- What the task requires
Return, word for word, everything in the records below from the line containing "Please place a point on the rear side" down to the line containing "column 310, row 258", with both of those lines included.
== Records shown
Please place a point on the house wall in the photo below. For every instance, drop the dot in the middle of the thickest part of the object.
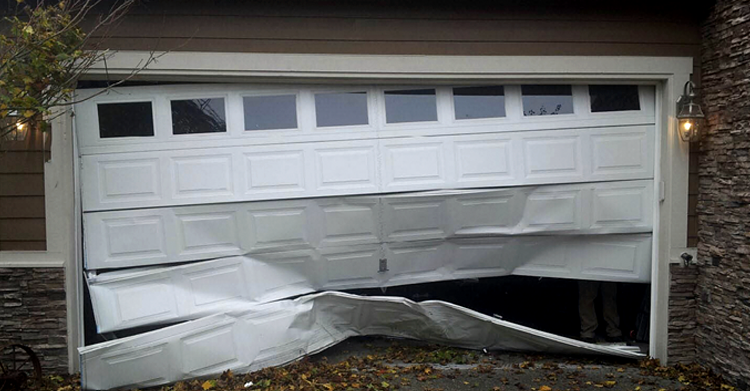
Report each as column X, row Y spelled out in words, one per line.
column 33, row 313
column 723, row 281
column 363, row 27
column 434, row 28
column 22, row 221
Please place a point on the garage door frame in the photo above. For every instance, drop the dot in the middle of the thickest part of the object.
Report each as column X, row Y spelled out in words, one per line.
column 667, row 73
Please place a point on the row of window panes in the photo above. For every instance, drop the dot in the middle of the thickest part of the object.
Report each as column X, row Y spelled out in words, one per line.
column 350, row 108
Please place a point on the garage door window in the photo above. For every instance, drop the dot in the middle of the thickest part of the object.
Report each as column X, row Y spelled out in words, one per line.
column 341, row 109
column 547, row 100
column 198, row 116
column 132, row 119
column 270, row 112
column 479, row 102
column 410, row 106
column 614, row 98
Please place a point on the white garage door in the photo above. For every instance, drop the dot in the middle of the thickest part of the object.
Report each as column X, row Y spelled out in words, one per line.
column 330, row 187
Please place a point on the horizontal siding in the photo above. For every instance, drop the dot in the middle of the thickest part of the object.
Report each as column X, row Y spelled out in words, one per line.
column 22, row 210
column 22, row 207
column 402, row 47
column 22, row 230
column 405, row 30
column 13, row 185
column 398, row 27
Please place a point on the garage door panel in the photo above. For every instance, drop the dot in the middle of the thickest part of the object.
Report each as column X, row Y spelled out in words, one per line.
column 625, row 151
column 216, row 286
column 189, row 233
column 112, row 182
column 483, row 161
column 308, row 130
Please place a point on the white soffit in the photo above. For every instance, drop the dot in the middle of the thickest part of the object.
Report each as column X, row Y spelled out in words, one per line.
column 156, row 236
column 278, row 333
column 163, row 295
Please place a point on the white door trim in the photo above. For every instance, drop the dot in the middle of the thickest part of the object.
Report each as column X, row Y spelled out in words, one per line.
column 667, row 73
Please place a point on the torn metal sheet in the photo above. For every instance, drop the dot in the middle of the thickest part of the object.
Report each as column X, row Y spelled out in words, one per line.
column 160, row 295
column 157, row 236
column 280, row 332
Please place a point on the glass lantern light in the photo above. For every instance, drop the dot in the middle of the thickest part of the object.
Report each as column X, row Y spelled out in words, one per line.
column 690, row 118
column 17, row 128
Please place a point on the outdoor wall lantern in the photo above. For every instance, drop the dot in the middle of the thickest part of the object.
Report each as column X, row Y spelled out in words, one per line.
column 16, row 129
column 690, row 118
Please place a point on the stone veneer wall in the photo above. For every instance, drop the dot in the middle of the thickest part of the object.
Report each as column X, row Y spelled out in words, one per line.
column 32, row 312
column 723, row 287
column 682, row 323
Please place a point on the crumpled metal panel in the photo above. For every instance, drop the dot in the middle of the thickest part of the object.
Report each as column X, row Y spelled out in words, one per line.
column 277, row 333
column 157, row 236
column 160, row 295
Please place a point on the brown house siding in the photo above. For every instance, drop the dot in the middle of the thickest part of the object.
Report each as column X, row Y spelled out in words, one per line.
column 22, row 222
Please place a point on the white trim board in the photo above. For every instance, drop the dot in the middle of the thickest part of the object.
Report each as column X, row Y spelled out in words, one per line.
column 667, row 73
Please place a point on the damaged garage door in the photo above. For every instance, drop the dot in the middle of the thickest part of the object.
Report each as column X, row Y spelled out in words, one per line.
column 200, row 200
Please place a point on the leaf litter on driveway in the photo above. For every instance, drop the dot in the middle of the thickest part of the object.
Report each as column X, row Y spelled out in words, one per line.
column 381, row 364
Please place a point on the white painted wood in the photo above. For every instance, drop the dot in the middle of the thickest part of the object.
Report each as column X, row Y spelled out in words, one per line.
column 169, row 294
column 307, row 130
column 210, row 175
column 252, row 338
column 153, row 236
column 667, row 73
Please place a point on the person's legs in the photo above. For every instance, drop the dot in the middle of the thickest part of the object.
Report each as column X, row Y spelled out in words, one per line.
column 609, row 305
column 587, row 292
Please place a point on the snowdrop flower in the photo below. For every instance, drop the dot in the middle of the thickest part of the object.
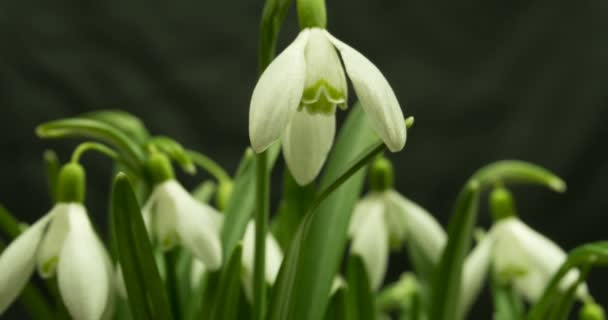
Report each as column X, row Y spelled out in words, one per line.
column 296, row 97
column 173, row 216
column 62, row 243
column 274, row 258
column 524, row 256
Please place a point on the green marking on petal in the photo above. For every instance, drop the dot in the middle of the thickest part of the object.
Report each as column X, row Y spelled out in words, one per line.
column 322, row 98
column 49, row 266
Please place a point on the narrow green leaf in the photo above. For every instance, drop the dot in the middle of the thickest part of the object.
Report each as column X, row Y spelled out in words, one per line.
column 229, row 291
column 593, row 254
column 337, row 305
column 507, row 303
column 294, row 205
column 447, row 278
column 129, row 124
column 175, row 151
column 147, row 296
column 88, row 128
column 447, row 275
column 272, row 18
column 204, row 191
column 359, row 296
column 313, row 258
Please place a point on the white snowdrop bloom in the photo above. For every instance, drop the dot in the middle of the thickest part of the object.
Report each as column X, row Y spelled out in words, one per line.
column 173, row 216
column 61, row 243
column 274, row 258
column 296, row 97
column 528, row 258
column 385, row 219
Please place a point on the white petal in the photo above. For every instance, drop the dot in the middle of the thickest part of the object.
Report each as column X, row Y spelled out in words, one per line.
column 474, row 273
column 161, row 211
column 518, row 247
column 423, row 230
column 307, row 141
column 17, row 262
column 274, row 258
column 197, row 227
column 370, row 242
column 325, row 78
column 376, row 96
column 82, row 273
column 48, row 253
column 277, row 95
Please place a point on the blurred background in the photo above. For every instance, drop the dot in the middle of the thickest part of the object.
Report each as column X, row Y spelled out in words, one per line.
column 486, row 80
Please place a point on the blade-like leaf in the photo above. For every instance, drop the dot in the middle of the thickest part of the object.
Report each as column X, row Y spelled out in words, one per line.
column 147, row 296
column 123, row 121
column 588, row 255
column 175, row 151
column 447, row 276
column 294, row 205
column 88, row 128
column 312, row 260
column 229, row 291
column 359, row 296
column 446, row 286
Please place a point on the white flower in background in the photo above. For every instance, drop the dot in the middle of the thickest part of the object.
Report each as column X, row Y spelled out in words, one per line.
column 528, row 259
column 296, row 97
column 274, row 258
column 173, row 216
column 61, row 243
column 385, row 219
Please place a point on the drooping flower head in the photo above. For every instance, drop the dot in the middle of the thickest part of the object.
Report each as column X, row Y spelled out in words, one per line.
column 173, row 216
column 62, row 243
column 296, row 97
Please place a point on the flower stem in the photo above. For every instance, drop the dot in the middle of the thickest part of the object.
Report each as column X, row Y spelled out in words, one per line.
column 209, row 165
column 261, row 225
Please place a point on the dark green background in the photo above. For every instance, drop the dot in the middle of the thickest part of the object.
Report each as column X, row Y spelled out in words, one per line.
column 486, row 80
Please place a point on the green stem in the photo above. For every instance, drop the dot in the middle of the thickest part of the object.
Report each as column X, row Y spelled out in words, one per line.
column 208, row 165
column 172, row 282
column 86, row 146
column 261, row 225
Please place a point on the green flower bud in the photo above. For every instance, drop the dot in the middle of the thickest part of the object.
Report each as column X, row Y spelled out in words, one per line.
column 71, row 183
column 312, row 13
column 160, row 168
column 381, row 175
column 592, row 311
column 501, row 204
====
== Records shown
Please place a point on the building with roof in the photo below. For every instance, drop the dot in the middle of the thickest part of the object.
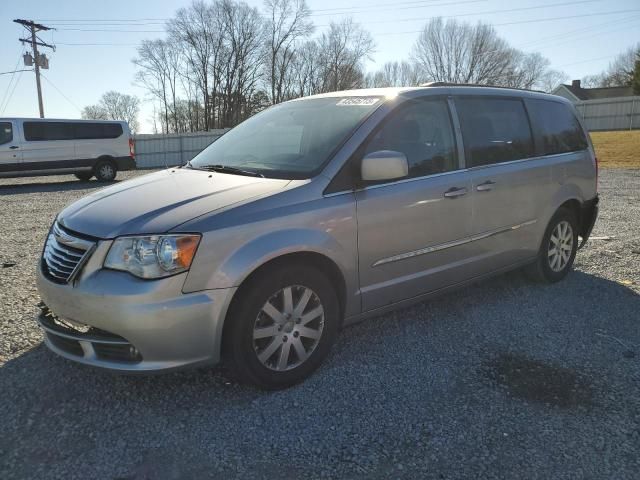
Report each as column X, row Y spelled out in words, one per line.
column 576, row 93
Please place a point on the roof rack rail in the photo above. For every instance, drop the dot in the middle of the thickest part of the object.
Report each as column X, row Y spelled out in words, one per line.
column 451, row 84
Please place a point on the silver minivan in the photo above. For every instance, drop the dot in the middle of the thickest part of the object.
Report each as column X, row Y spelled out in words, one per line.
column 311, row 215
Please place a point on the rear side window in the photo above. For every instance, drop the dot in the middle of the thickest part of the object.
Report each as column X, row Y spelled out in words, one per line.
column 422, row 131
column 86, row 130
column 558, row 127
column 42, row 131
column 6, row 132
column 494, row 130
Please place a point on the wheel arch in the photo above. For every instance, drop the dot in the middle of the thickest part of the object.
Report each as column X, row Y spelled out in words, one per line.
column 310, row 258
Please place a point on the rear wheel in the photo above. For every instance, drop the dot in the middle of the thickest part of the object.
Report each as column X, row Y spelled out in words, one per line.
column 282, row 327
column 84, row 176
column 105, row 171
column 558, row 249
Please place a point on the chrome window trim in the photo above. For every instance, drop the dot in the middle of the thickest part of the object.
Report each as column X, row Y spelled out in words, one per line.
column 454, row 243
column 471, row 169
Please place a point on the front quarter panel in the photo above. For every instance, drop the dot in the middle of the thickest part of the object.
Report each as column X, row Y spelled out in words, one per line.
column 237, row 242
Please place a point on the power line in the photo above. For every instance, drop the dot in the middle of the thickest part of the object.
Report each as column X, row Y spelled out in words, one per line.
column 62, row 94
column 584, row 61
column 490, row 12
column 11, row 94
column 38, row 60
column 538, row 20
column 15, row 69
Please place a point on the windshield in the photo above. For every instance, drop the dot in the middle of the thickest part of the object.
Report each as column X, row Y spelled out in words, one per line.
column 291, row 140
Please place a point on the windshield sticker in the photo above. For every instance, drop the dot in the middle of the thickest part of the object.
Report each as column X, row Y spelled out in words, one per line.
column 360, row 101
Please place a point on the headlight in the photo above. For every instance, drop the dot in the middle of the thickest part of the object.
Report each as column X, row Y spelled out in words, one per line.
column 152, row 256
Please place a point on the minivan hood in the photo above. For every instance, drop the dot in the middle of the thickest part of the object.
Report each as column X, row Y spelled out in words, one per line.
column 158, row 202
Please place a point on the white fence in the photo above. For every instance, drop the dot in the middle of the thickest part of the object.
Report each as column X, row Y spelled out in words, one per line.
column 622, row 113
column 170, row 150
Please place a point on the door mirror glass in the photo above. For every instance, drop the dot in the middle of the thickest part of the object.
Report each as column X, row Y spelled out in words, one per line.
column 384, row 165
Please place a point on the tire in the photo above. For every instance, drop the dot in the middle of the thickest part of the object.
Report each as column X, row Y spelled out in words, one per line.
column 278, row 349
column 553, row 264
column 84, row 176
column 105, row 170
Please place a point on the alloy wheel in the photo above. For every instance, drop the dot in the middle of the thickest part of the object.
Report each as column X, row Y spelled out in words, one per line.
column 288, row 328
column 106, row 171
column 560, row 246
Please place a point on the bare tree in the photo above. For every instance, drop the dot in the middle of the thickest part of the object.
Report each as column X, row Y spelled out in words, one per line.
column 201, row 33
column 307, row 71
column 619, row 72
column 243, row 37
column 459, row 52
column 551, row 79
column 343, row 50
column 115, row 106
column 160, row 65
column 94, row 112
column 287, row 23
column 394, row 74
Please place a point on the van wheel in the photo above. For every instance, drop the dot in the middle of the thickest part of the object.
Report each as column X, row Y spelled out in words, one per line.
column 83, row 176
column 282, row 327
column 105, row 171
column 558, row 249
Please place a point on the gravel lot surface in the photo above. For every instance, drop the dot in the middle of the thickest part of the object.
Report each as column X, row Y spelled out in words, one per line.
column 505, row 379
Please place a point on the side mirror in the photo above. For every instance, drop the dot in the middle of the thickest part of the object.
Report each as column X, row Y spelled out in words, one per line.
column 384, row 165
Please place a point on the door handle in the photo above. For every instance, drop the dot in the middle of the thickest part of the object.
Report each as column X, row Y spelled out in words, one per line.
====
== Records shown
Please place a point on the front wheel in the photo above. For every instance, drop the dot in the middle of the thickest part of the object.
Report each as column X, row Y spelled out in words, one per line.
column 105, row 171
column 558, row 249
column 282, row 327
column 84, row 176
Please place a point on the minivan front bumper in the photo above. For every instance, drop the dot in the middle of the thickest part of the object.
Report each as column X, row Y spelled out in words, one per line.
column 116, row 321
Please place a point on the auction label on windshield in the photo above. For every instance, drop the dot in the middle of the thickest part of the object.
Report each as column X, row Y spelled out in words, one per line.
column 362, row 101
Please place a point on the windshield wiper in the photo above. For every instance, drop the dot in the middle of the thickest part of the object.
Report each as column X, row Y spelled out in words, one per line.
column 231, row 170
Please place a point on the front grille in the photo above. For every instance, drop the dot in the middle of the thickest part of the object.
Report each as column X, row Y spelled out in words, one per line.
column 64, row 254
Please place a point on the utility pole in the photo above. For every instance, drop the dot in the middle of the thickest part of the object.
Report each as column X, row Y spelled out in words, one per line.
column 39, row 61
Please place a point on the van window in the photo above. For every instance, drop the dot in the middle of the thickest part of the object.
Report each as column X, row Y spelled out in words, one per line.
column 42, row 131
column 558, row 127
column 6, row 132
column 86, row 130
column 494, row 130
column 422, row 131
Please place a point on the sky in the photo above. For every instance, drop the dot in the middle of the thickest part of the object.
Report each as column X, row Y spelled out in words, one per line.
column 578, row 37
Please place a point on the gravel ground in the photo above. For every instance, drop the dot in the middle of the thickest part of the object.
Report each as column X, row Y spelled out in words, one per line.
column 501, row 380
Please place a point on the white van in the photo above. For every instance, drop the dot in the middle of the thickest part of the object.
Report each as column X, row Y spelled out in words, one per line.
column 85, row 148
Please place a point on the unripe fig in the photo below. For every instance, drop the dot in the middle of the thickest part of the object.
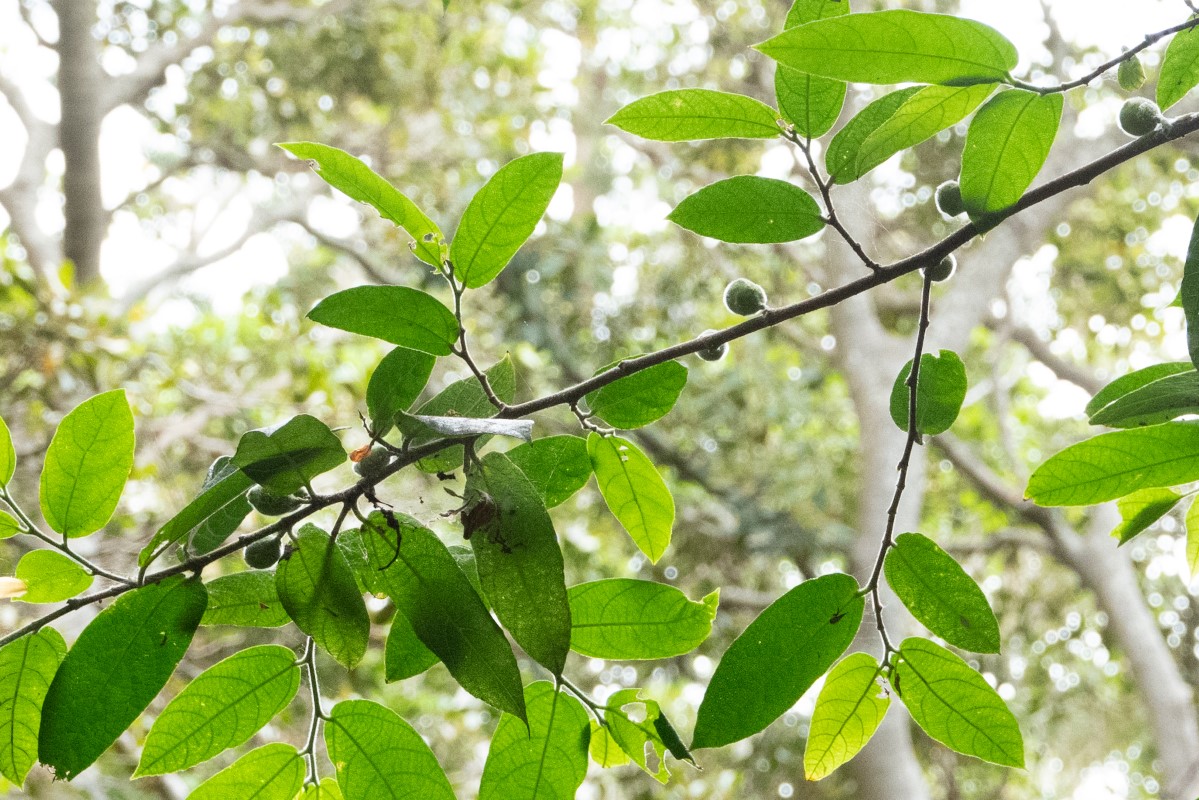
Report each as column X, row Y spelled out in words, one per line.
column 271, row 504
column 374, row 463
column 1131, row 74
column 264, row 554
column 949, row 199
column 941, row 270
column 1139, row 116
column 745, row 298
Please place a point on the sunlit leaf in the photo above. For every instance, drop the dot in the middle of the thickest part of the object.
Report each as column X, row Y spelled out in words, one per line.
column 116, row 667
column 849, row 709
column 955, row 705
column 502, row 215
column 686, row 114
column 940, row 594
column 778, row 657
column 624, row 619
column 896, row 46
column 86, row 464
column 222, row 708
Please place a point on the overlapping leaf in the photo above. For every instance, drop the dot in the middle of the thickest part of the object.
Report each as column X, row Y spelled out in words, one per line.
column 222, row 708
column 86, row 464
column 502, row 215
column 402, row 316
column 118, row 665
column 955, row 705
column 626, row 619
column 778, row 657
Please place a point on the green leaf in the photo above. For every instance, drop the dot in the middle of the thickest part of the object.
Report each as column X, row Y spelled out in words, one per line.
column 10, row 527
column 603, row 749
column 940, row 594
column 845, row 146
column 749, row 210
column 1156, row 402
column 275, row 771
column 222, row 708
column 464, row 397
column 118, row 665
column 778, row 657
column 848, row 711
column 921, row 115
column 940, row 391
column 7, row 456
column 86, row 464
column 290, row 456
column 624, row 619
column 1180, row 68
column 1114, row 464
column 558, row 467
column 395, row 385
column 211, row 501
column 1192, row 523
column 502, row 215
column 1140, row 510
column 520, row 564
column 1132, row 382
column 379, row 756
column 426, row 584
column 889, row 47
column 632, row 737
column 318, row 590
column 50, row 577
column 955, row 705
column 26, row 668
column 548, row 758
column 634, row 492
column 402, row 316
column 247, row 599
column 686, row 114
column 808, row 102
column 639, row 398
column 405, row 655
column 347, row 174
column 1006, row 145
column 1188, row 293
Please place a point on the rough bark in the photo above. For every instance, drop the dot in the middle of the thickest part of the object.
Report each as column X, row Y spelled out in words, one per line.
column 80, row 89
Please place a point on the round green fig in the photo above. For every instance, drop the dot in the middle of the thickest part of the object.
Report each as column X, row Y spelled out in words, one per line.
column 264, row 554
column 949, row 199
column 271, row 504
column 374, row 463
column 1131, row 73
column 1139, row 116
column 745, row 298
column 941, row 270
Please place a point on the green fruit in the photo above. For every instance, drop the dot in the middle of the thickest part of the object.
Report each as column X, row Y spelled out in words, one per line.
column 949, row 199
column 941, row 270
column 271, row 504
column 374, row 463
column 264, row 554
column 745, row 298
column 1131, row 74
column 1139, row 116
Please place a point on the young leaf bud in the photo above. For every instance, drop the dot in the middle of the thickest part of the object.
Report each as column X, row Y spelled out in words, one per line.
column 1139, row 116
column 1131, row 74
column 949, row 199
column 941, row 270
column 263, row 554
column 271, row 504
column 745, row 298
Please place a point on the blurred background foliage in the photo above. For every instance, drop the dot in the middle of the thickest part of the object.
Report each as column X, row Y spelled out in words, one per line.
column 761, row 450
====
- Response to the task
Please place a point on the rear side window in the photo above. For every instance, drop the dot in the middle of the thickest part of the object.
Report each as column X, row Y spelled out in words, one per line.
column 422, row 131
column 86, row 130
column 558, row 127
column 42, row 131
column 6, row 132
column 494, row 130
Please place a point on the wheel arch in the photo above. For every instance, drop the dot in the middle of the thickest part of the object.
Report each as column X, row Y spelled out in words, one per line.
column 310, row 258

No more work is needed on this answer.